→ **The problem**
Could you edit the material below so that each "tagging" reads "marking" and nothing else changes?
— Begin —
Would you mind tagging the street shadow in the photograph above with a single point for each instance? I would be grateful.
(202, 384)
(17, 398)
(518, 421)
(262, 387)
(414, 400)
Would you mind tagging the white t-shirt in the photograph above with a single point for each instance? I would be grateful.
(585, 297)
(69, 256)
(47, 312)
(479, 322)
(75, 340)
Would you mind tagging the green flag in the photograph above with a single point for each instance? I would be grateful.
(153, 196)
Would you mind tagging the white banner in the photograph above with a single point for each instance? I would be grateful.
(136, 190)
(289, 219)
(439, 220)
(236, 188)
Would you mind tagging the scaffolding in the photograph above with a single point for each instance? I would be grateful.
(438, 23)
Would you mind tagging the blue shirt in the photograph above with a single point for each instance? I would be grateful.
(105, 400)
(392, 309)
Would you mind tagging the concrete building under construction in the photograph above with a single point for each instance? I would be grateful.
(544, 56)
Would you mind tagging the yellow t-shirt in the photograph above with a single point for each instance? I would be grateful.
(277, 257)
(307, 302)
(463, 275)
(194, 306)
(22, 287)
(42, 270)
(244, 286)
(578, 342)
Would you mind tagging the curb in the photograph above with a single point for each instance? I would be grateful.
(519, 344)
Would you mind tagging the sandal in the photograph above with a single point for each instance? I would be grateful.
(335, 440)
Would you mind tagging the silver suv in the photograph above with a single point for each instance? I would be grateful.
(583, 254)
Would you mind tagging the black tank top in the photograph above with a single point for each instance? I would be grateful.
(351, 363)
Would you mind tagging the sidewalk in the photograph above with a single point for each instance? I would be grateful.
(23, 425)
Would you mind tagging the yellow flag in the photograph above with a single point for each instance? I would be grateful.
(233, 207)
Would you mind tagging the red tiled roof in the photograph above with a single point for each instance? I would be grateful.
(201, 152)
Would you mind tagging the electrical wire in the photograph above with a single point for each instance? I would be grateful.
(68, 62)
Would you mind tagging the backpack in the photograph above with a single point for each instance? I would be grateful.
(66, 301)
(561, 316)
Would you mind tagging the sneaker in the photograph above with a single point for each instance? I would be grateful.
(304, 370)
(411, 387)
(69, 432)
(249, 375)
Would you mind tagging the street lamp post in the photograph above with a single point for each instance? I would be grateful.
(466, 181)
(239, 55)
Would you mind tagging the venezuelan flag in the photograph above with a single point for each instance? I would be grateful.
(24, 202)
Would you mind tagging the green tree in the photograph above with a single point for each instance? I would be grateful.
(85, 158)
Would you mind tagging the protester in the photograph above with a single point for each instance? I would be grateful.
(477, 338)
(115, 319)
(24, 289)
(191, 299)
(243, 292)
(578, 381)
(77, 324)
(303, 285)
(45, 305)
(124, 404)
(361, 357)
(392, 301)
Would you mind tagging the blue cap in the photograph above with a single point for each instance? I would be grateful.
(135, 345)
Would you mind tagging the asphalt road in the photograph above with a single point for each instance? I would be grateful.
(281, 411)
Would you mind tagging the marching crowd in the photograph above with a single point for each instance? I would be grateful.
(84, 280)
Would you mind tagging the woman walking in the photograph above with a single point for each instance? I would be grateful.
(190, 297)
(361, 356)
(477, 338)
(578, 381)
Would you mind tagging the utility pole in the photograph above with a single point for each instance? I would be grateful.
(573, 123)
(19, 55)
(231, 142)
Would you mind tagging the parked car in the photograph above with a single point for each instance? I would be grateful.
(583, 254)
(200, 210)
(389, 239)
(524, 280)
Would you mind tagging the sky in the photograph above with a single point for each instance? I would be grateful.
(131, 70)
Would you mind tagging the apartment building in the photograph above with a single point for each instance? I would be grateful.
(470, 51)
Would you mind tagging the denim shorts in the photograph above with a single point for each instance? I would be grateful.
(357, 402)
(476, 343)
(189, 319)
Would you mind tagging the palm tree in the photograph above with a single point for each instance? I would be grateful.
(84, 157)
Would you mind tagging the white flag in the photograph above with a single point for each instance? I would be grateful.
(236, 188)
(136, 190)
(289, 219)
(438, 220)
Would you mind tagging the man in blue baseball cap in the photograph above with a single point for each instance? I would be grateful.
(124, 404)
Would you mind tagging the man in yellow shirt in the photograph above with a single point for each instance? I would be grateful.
— End —
→ **Result for this task**
Would you mind marking the street shadow in the photograph above with a single point for each instance? I would be grateful.
(202, 384)
(17, 398)
(518, 421)
(262, 387)
(414, 400)
Would you mind marking the white t-shirt in the photograph above with a single point for each instance? I would be grateful.
(585, 297)
(69, 256)
(47, 312)
(479, 322)
(75, 340)
Would you mind marking the green flag in the photograph above with a single point for each instance? I would be grateful.
(153, 196)
Would you mind marking the white banner in the photograph above with a single point for each instance? I would be grateful.
(136, 190)
(289, 219)
(439, 220)
(236, 188)
Would you mind marking the scaffolding in the photograph above with a single point for each instance? I would be grateful.
(438, 23)
Would you mind marking the blue shirt in the photograph above with a single point for each instance? I would be grateful.
(105, 400)
(392, 309)
Would you mind marking the concrete building under construction in the photograph above with a single point for each instance? I would be grateful.
(544, 56)
Would you mind marking the yellow t-shirt in the photograph above with a single point for each instance? I would be grateful.
(277, 257)
(307, 302)
(463, 275)
(194, 306)
(22, 287)
(42, 270)
(244, 286)
(578, 342)
Would you mind marking the curb in the photograph above with a single point for each instance? I would be grateful.
(519, 344)
Would you mind marking the sandal in the photograph above with a single point for each instance? I would be grateful.
(335, 440)
Would you mind marking the silver suv in the photograph above with a single point for each instance? I would be grateful.
(583, 254)
Would you mind marking the black tank top in the photograph above with a single point for each instance? I would be grateful.
(351, 363)
Would you mind marking the sidewalk in the photograph above with a single point for each instance? I would be grateful.
(23, 425)
Would you mind marking the yellow flag in the photograph above with a single point for each instance? I would be grateful.
(233, 207)
Would you mind marking the red tiled roof in the photograph above with a single point for each instance? I would be grateful.
(201, 152)
Would you mind marking the electrical wire in the photograph above with a single point for each instance? I would be grateful.
(68, 62)
Would you mind marking the backpack in the photograph above with a single point for each instance? I would be grateful.
(66, 301)
(561, 316)
Would you mind marking the sneaker in the photograph above with a single point for each instance? I would be grateful.
(304, 370)
(411, 387)
(69, 432)
(249, 375)
Would you mind marking the street lamp post in the photograph above with a single point for each instance? I would be grateful.
(466, 181)
(239, 55)
Would you mind marking the venezuelan flag in the photograph above with a single point for each instance? I would be grateful.
(24, 202)
Would you mind marking the green tree in the photograph above with a single point for each instance? I would be grateful.
(85, 158)
Would you mind marking the protester in the photograph above with a single point for each instance? I would be grateful.
(477, 338)
(115, 319)
(24, 289)
(191, 299)
(243, 292)
(578, 381)
(77, 324)
(303, 285)
(45, 305)
(124, 404)
(361, 357)
(392, 301)
Would you mind marking the blue cap in the photograph above with a single point for each instance? I would be grateful.
(135, 345)
Would you mind marking the asphalt road in the photograph above with a single point for each instance? I would be grateful.
(281, 411)
Would you mind marking the marching crowd in the photograph above with a single point for each instance? I would be grateful.
(84, 280)
Would you mind marking the woman walking in the photograph above with a single point for each instance? I would be grateful.
(190, 297)
(361, 356)
(477, 338)
(578, 381)
Would you mind marking the utility pole in the photograph above with a single point for each instance? I would be grateful.
(573, 123)
(19, 55)
(231, 142)
Would you mind marking the parked car in the photograph above with a single point for each instance? I would be grateful.
(583, 254)
(200, 210)
(389, 239)
(524, 280)
Would you mind marking the sky in the photograph above with a single point for each instance? I would be grateful.
(131, 70)
Would you mind marking the apartment building in the photograph above with a single point for each instance? I would be grateful.
(470, 51)
Would you mind marking the denim shorts in the photograph above with a single point for each instance? I would be grateful.
(357, 402)
(476, 343)
(189, 319)
Would you mind marking the palm tree in the photograph above with a single point for each instance? I would be grateful.
(84, 157)
Would you mind marking the white flag in the photograph above with a single point for each instance? I would be grateful.
(236, 188)
(136, 190)
(289, 219)
(438, 220)
Would you mind marking the man in blue baseball cap in the photograph above with a single point for each instance? I would be grateful.
(124, 404)
Would you mind marking the man in yellow shirt in the photograph above with a single point for each instance? I would be grateful.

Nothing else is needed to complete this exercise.